All entries must be set down once more, precisely as given.

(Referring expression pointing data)
□ □ □ □ □ □ □
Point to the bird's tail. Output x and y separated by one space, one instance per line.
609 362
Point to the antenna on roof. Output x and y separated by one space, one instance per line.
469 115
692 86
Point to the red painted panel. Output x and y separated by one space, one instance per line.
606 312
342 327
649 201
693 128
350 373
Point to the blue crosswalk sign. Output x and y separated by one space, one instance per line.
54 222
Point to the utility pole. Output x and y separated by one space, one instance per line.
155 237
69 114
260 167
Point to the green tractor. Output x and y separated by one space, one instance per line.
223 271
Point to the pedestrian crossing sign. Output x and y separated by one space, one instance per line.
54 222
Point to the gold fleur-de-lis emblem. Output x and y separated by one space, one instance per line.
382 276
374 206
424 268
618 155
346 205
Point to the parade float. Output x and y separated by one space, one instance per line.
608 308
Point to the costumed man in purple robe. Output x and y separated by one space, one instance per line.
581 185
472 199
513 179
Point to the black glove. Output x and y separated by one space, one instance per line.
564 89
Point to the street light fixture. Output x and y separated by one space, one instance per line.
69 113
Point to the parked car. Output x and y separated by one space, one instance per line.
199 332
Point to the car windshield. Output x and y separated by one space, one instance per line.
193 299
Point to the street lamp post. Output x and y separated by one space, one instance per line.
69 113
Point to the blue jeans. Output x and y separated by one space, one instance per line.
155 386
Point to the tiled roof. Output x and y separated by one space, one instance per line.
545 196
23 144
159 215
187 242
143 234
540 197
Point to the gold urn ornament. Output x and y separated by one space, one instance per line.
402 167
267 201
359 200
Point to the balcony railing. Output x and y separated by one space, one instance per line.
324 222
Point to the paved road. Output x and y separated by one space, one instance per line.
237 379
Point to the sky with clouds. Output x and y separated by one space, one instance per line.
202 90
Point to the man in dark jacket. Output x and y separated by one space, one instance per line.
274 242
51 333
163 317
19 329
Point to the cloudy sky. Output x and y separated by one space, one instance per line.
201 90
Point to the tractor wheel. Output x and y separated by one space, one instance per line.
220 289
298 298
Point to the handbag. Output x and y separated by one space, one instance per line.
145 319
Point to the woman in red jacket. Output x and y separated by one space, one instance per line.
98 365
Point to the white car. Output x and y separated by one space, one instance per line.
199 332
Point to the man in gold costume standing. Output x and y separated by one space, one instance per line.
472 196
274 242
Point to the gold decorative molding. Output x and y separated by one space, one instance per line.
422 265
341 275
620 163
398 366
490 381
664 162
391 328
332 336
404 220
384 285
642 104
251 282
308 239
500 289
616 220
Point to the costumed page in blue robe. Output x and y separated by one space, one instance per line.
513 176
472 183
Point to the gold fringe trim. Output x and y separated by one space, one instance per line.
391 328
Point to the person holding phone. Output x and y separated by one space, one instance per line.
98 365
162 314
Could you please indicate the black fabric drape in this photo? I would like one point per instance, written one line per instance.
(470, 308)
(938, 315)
□ □ □ □ □ □ □
= Answer box =
Point to the bird's tail. Output x and y separated by one space, one instance per line.
609 362
Point to the antenna on roof. Output x and y separated by one space, one instance per line.
469 115
692 86
Point to the red painted panel. Output x and y separated by one space, one instance per line.
606 312
342 327
649 201
693 128
350 373
Point to the blue crosswalk sign. Output x and y separated by one space, one instance per line.
54 222
Point to the utility pole. Output x and y separated by one space, one instance per line.
155 237
69 114
260 167
Point to the green tractor. Output x and y separated by one space, one instance per line.
223 271
Point to the pedestrian crossing sign. Output x and y separated by one space, one instance per line.
54 222
Point to the gold fleur-de-lis emblem. Output x and y separated by one space, one instance per line.
382 276
374 206
424 268
618 155
346 205
Point to the parade float. Output x and y separated by one space, one instance per line.
608 308
Point to the costumed man in purple robe. Output x and y separated by one space, one instance per line.
581 185
472 199
513 179
Point to the black glove. Output x and y separated by one space, one instance per line.
564 89
Point to the street light fixture. Output x and y separated by one space, one instance per line.
69 113
Point to the parked car. Output x and y separated by one space, one instance per line.
199 332
Point to the car windshield. Output x and y separated by one space, one instance per line.
193 299
Point to the street lamp post. Output x and y separated by one space, one instance per line.
69 113
Point to the blue jeans. Output x and y separated by one space, one instance per line.
155 386
Point to the tiled roof. Output x and y separated by one space, one instance per line.
545 196
23 144
159 215
187 242
143 234
540 197
Point to the gold urn ornament. Output x and y separated by one space, one instance per line.
402 167
267 201
359 200
Point to the balcony railing. Output x and y separated by one space, one instance per line.
324 222
Point to the paved road. Output x and y separated by one space, one instance per line.
237 379
Point to the sky with clouds. Output x and y separated by one space, one instance per line.
202 90
Point to the man in dark jacket. Output x and y separated by one space, one instance per line.
274 242
51 333
163 317
19 329
Point to the cloudy sky. Output x and y separated by one space, one instance per line.
201 90
Point to the tractor wheel. Output x and y separated by one space, one instance per line.
220 289
298 298
Point to the handbag. Output x and y separated by one space, one instance per line.
145 319
Point to the woman in red jacket. Output x and y separated by one space, one instance per line.
98 365
Point to the white car. Output x and y separated by one space, one instance per line.
199 332
Point to the man in gold costume standing. Output x and y separated by one space, one instance per line.
472 196
274 242
Point to the gold decorative molding. Output x and y separated by one space, one instance per line.
422 265
341 275
620 163
398 366
490 381
664 162
391 328
332 336
404 220
384 285
642 104
251 282
308 239
500 289
616 220
Point to the costumed page in blue robe. Output x and y separated by one space, one instance per line.
513 176
472 183
Point to the gold fringe trim. Output x and y separated by one space, one instance per line.
391 328
Point to the person holding phone. Output x and y separated by one space, one instance per line.
98 365
162 314
Could you please indicate the black fabric drape in this photo? I would like one point per instance, written one line per instance.
(470, 308)
(938, 315)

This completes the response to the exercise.